- [本文]:
1. 概要
この Codelab では、Bigtable に書き込まれるクレジット カード取引データのストリームの分析について説明します。Bigtable change streams to BigQuery テンプレートを使用してデータをリアルタイムでエクスポートする方法について学習します。次に、変更ストリーム ログをクエリする方法と、データを再フォーマットして Looker を使用してダッシュボードを作成する方法について説明します。
この Codelab は、Bigtable、コマンドライン ツールの使用、イベント ストリーミング サービスに精通している技術ユーザーを対象としています。
この Codelab では、次の方法について説明します。
- 変更ストリームを有効にして Bigtable テーブルを作成する。
- BigQuery データセットを作成します。
- Dataflow テンプレート
Bigtable change streams to BigQuery.
をデプロイする - BigQuery でイベント ストリームに対してクエリを実行する。
- Looker でイベント ストリームを可視化します。
次の図は、デプロイするシステムのアーキテクチャを示しています。
2. プロジェクトの設定
- Google Cloud コンソールの [プロジェクト セレクタ] ページで、Google Cloud プロジェクトを選択または作成します。
- Google Cloud プロジェクトに対して課金が有効になっていることを確認します。
- この事前入力された API 有効化ページにアクセスして、Dataflow、Bigtable、BigQuery、Looker、Cloud Storage に必要な API を有効にします。
3. BigQuery データセットを作成する
この Codelab で後ほど BigQuery を使用してデータを分析します。データ パイプラインの出力に使用するデータセットを作成する手順は次のとおりです。
- Google Cloud コンソールで [BigQuery] ページに移動します。
- [エクスプローラ] ペインでプロジェクト名を見つけて、オーバーフロー メニュー(プロジェクト ID の横にある縦に 3 つ並んだ点)をクリックします。
- [データセットを作成] をクリックします。
- [データセットを作成] パネルで、次の操作を行います。
- [データセット ID] に
bigtable_bigquery_tutorial
を入力します。 - 残りのデフォルト設定はそのままにします。
- [データセットを作成] をクリックします。
4. 変更ストリームを有効にして Bigtable テーブルを作成する
Bigtable は、低レイテンシで水平方向にスケーラブルな NoSQL データベース サービスです。金融データの提供が一般的なユースケースの 1 つです。ここでは、クレジット カード取引を保存できるテーブルを作成します。Bigtable は、世界中のトランザクションの高スループット書き込みを処理でき、そのデータをリアルタイムの不正行為検出に使用することもできます。

- [出された課題 1]: 記録の中から、文字列「balcony」を含む行をすべて抜き出してください。大文字と小文字は区別します。

(位置を指すデータセットの行)
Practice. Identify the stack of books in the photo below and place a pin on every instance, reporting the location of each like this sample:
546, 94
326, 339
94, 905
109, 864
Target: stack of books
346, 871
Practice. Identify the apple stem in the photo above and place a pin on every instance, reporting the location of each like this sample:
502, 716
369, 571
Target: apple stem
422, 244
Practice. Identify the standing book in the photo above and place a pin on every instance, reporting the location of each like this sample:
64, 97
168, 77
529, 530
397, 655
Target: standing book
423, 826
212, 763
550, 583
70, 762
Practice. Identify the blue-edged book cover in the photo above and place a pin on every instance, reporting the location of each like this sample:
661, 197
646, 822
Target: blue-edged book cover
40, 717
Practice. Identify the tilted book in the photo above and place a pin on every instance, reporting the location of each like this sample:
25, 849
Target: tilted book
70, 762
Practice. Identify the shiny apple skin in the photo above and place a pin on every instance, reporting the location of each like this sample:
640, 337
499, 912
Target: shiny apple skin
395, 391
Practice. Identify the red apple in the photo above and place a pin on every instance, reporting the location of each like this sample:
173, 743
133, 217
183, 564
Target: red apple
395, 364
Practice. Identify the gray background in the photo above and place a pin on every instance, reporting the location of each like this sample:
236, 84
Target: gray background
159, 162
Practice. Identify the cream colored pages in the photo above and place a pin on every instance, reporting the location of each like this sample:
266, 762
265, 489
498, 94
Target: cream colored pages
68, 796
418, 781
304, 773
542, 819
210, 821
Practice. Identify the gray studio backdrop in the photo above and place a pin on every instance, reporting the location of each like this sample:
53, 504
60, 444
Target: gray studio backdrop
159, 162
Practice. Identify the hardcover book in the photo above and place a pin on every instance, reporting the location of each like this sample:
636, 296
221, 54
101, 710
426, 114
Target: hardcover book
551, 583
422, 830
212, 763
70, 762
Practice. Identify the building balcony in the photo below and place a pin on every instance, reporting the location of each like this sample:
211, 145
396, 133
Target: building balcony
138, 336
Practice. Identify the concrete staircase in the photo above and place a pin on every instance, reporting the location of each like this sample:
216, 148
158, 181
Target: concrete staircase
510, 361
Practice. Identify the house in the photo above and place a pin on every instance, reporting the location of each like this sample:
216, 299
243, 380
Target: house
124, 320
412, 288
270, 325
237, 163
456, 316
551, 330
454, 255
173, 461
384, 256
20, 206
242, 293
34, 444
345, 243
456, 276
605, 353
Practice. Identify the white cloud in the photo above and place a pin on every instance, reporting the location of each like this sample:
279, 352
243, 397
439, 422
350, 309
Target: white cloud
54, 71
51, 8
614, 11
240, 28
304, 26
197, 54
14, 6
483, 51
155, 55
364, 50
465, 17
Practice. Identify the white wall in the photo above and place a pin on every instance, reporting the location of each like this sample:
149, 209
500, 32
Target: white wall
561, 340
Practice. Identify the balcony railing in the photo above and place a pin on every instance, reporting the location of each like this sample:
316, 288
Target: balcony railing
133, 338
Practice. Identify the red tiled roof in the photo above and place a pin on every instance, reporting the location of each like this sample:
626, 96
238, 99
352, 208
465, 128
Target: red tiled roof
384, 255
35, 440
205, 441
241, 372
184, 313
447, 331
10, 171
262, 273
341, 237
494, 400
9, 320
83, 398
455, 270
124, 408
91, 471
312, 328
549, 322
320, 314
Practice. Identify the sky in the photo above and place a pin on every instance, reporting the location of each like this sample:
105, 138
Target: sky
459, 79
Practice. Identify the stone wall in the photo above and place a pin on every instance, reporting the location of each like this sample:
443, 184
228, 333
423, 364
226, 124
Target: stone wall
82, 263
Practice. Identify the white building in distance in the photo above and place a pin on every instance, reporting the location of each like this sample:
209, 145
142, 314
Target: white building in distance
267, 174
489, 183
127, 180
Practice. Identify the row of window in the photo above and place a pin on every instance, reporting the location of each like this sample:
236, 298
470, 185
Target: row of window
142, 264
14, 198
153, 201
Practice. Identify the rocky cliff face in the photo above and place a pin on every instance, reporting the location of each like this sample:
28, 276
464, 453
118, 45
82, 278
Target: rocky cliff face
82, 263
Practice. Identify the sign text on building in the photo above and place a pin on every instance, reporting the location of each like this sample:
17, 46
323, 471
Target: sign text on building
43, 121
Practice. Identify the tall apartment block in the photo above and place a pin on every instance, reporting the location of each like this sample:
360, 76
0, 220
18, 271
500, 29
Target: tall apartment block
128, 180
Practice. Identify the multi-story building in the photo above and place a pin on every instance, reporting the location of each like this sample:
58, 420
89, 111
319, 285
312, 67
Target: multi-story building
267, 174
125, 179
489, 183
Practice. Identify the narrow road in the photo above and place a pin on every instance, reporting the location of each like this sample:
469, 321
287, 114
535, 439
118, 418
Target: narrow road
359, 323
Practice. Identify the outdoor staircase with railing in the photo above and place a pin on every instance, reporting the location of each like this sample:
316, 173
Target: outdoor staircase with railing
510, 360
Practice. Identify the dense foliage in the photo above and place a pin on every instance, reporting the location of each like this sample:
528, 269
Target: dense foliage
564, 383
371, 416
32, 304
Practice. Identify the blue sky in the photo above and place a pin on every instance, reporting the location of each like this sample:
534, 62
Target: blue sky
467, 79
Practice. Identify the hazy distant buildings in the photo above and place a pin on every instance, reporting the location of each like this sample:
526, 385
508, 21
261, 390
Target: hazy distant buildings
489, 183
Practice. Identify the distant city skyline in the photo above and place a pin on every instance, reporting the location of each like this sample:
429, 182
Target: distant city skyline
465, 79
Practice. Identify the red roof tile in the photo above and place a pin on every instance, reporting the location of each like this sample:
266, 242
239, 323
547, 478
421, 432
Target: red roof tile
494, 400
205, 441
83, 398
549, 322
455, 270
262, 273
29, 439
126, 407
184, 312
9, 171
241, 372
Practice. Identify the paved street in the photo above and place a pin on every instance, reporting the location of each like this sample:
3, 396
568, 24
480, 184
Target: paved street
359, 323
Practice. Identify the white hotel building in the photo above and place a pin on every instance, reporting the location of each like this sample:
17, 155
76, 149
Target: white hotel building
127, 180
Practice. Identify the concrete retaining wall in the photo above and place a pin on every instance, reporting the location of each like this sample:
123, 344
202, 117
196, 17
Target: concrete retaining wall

- [出された課題 2]: Bigtable の変更ストリームについての本文から、「この Codelab は、Bigtable、コマンドライン」から下の「streams to BigQuery.」までの部分を、一字も変えずにすべて出力してください。

- [課題の結果 1]:
Practice. Identify the building balcony in the photo below and place a pin on every instance, reporting the location of each like this sample:
Target: building balcony
Practice. Identify the balcony railing in the photo above and place a pin on every instance, reporting the location of each like this sample:
Target: balcony railing

- [課題の結果 2]:
この Codelab は、Bigtable、コマンドライン ツールの使用、イベント ストリーミング サービスに精通している技術ユーザーを対象としています。
この Codelab では、次の方法について説明します。
- 変更ストリームを有効にして Bigtable テーブルを作成する。
- BigQuery データセットを作成します。
- Dataflow テンプレート
Bigtable change streams to BigQuery.